» **MATERIAL FOR THE TASK**
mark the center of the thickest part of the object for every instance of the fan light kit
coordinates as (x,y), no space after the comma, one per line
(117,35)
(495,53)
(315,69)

» **WORK REQUIRED**
Repeat all the material exactly as it stands.

» **EXERCISE SOLUTION**
mark the center of the thickest part of the object for every instance of the fan light kit
coordinates as (x,y), no space after the comma, one per line
(117,35)
(495,53)
(315,69)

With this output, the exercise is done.